_Bounding box data excerpts_.
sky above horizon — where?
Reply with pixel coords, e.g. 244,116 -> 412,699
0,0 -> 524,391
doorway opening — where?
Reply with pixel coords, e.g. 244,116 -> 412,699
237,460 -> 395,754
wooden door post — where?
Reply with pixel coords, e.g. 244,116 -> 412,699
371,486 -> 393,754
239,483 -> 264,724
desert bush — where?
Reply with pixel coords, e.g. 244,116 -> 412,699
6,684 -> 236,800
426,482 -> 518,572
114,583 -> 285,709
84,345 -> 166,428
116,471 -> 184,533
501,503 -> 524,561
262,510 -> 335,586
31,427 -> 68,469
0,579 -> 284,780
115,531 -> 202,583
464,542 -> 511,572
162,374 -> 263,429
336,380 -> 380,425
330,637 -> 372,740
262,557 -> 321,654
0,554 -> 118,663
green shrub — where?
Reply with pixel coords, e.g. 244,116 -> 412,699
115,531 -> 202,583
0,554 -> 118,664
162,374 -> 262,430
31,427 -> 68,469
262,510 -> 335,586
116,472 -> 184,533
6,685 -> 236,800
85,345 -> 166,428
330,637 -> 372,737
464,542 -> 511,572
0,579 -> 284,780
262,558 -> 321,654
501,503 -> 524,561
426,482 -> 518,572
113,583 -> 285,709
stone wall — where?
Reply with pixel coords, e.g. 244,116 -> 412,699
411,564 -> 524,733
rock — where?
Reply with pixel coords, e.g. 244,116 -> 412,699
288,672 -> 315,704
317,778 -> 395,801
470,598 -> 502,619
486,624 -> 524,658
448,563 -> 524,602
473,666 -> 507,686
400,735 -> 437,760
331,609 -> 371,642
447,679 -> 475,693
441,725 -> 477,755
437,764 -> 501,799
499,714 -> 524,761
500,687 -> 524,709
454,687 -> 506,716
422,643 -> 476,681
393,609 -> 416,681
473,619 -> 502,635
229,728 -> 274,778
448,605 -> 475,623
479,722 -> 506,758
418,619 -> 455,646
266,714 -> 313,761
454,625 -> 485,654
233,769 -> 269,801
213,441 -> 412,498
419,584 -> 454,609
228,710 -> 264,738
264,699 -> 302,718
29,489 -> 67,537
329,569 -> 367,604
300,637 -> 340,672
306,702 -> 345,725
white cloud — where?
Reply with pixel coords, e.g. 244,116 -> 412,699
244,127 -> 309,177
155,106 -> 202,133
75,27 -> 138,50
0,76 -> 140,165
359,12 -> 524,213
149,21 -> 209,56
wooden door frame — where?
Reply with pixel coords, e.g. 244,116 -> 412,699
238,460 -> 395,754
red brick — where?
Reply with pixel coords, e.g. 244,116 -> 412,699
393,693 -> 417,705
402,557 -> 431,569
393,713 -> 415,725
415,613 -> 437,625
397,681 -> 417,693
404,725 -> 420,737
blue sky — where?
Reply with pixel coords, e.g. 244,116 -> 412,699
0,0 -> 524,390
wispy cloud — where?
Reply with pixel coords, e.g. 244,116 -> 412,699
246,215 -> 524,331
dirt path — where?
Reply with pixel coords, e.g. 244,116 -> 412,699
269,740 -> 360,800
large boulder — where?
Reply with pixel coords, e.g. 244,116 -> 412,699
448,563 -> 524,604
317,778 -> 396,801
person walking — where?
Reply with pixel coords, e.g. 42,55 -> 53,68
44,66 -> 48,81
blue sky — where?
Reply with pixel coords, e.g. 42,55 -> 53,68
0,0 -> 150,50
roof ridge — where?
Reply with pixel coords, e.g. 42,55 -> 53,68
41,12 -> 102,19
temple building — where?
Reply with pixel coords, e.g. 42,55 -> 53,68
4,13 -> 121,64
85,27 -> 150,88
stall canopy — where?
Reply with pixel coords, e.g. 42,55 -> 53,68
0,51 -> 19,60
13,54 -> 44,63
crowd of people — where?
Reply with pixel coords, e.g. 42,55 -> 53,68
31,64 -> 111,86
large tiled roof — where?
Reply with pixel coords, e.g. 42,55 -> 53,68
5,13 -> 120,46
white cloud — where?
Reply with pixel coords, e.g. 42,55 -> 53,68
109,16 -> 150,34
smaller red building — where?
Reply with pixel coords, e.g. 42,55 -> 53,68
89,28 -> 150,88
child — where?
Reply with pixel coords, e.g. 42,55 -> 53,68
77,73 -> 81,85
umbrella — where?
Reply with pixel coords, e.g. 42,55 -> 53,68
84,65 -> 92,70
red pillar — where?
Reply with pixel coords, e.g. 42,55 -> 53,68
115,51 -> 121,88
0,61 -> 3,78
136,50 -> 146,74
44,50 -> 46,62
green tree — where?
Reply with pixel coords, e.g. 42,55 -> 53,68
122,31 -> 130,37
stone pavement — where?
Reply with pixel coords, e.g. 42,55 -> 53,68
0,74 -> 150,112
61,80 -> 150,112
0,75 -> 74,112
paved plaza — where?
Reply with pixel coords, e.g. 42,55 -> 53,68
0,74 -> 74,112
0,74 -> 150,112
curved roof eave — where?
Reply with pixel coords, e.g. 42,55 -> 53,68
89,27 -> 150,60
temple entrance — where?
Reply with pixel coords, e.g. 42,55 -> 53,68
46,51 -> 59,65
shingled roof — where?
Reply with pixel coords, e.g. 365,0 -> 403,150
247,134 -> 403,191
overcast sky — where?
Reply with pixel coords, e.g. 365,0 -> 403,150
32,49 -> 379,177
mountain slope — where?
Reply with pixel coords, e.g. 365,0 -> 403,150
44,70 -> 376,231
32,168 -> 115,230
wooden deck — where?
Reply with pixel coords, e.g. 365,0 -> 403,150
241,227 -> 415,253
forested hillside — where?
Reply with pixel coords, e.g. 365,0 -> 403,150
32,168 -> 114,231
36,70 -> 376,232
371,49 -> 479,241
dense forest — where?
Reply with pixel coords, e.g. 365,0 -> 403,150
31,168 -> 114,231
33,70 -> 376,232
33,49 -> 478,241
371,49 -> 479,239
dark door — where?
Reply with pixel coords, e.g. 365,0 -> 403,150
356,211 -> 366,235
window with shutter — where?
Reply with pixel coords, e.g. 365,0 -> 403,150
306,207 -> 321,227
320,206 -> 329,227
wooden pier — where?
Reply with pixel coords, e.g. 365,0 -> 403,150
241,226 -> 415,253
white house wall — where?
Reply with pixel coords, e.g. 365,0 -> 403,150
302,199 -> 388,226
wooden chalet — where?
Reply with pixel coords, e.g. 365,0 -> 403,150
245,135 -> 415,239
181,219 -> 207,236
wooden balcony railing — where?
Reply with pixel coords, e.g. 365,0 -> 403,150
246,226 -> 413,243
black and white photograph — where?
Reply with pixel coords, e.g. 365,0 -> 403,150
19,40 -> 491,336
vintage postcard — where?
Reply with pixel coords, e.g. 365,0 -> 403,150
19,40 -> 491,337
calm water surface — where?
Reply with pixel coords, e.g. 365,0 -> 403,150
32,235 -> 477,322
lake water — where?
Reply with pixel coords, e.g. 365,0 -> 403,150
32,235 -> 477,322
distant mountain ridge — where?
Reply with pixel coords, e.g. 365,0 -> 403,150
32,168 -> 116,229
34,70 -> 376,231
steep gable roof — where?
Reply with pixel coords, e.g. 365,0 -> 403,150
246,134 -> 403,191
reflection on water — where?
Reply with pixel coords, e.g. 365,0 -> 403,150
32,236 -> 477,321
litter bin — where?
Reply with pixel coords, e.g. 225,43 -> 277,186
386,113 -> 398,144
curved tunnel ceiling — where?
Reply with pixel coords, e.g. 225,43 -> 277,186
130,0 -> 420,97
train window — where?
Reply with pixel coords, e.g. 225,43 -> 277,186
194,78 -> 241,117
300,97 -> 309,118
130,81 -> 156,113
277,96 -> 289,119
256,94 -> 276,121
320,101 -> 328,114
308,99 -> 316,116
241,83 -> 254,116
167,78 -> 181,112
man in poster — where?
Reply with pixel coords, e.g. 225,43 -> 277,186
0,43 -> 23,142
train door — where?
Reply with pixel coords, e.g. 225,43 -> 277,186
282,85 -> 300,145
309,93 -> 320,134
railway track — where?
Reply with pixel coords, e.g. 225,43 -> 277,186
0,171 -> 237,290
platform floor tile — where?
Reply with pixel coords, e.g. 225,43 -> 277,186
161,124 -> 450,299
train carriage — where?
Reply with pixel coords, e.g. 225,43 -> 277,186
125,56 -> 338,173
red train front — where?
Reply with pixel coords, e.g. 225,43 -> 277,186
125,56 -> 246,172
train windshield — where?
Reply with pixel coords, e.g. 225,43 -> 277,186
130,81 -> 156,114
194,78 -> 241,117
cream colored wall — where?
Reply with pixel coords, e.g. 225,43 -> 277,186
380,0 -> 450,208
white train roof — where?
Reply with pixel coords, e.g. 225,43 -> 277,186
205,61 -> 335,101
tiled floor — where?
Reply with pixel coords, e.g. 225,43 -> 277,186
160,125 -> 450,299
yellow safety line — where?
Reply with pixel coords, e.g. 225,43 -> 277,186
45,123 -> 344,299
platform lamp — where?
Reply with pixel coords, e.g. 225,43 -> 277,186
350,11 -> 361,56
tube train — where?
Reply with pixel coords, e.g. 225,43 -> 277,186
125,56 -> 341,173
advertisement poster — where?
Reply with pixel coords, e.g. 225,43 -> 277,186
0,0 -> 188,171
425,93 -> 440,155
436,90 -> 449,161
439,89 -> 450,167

_Required work_. Recast the stretch of the items that opens with the line containing "paved plaza — where?" and closes with the line containing "246,226 -> 413,243" as a numbered list, both of those lines included and any blank lines left out.

_Result_.
1. paved plaza — where?
2. Reply with pixel coords, e.g. 42,55 -> 53,68
3. 0,74 -> 74,112
4. 0,74 -> 150,112
5. curved roof eave — where?
6. Reply with pixel coords, e.g. 42,55 -> 53,68
7. 89,27 -> 150,60
8. temple entrance — where?
9. Reply with pixel coords, e.g. 42,55 -> 53,68
10. 46,51 -> 59,65
11. shingled roof — where?
12. Reply with pixel coords, e.g. 365,0 -> 403,150
13. 247,134 -> 403,191
14. overcast sky — where?
15. Reply with pixel coords, e.g. 365,0 -> 403,150
16. 32,49 -> 379,177
17. mountain slope — where?
18. Reply with pixel coords, e.g. 365,0 -> 403,150
19. 44,70 -> 376,231
20. 32,168 -> 115,230
21. wooden deck — where?
22. Reply with pixel coords, e.g. 365,0 -> 403,150
23. 241,227 -> 415,253
24. forested hillside — where?
25. Reply with pixel coords, e.g. 365,0 -> 403,150
26. 32,168 -> 114,231
27. 36,70 -> 376,232
28. 371,49 -> 479,241
29. dense forest — where?
30. Reply with pixel coords, e.g. 365,0 -> 403,150
31. 31,168 -> 114,231
32. 33,70 -> 376,232
33. 33,49 -> 478,241
34. 371,49 -> 479,239
35. dark door — where?
36. Reply with pixel coords, e.g. 365,0 -> 403,150
37. 356,211 -> 366,235
38. window with shutter — where?
39. Reply with pixel coords, e.g. 365,0 -> 403,150
40. 306,207 -> 321,227
41. 320,206 -> 329,227
42. wooden pier — where?
43. Reply with pixel coords, e.g. 365,0 -> 403,150
44. 241,226 -> 415,253
45. white house wall — where?
46. Reply with pixel coords, e.g. 365,0 -> 403,150
47. 302,199 -> 388,226
48. wooden chalet — where?
49. Reply with pixel coords, e.g. 365,0 -> 403,150
50. 245,135 -> 415,239
51. 181,219 -> 207,236
52. wooden balcony railing — where?
53. Reply with pixel coords, e.g. 365,0 -> 403,150
54. 246,226 -> 413,243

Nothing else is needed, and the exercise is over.